=== Exercise inputs ===

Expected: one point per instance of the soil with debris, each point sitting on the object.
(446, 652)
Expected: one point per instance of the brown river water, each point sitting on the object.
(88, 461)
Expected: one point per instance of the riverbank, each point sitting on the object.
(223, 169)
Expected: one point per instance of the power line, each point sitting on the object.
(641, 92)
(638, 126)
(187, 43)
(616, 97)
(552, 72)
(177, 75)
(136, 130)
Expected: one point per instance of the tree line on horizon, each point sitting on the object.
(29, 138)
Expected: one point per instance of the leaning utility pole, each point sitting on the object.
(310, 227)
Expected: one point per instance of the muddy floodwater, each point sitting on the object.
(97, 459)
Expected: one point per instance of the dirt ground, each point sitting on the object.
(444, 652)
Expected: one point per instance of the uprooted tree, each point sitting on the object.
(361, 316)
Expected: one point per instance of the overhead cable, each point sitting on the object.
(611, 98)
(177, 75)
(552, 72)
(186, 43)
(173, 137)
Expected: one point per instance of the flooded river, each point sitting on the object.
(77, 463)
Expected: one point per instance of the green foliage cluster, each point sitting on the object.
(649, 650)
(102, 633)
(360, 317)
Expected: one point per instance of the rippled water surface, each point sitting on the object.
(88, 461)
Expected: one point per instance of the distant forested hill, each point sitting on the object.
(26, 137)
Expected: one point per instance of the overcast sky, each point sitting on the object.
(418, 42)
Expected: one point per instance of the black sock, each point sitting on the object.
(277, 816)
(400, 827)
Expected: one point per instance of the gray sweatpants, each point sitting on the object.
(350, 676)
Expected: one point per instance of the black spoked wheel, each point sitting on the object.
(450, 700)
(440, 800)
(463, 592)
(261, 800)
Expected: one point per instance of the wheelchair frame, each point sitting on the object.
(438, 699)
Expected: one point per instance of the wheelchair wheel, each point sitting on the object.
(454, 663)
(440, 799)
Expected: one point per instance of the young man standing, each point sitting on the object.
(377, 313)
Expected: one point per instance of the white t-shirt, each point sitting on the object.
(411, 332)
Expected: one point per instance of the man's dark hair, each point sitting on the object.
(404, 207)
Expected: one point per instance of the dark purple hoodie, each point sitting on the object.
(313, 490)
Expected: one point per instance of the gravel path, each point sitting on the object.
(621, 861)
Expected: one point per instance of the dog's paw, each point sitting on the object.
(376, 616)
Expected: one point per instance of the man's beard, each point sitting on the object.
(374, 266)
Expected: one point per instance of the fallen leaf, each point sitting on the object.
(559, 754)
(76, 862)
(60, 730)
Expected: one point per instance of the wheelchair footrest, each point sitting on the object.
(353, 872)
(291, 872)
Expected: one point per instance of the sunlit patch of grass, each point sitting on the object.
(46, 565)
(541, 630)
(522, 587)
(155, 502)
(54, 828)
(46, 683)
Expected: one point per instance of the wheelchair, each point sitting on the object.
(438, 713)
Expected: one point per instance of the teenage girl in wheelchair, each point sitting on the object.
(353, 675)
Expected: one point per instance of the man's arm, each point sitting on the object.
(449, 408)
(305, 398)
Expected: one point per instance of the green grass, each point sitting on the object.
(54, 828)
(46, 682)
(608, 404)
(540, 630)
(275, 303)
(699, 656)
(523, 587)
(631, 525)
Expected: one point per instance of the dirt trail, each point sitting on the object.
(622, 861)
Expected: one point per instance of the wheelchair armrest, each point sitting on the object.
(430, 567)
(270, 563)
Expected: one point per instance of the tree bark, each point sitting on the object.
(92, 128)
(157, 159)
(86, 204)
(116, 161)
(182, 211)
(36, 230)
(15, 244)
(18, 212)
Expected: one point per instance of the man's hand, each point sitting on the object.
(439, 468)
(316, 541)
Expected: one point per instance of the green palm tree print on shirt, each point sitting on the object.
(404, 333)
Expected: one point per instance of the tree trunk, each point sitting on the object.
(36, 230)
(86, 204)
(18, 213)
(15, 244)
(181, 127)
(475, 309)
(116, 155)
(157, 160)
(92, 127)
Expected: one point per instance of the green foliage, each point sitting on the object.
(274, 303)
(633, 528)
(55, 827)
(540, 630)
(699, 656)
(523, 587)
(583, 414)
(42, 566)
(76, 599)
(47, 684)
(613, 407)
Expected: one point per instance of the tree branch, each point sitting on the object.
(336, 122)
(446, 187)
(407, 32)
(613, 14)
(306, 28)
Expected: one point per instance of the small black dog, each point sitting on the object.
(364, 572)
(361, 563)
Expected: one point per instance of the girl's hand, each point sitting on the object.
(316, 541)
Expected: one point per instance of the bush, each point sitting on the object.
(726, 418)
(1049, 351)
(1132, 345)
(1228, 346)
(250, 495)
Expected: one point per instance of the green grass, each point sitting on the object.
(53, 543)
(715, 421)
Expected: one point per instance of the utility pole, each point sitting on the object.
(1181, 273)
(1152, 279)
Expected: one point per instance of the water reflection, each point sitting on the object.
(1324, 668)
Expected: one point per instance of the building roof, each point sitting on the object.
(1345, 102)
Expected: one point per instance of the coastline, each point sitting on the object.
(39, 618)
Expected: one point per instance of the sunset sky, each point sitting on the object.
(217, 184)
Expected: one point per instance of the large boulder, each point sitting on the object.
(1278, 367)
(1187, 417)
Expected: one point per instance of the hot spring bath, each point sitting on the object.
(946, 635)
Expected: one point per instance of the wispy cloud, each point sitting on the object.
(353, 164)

===

◆ **Objective**
Please reproduce the items above word for word, starting at the line that contains "Expected: one point per instance of the bush, each" and ending with the final line of the items.

◆ **Response to this exercise**
Expected: one point per instance of the bush, each point sitting on the object.
(726, 418)
(1049, 351)
(1132, 345)
(1228, 346)
(250, 495)
Expected: one point per instance of the green grass, each point sitting on the object.
(53, 543)
(715, 421)
Expected: one point per instance of the utility pole, each point sitting on the object.
(1181, 273)
(1152, 279)
Expected: one point per instance of the water reflection, each point sitting on the object.
(1324, 668)
Expected: one point per instance of the building roof, each point sitting on the object.
(1345, 102)
Expected: one point per instance of the coastline, each point sitting on the object.
(39, 618)
Expected: one point per instance of the sunset sky, each point sitting on the object.
(217, 184)
Expected: one point per instance of the large boulder, each point sitting on the object.
(1278, 367)
(1187, 417)
Expected: one point per instance of the hot spring bath, each point sitting on the object.
(946, 635)
Expected: one point per instance of the wispy cloud, each point sitting on the object.
(353, 164)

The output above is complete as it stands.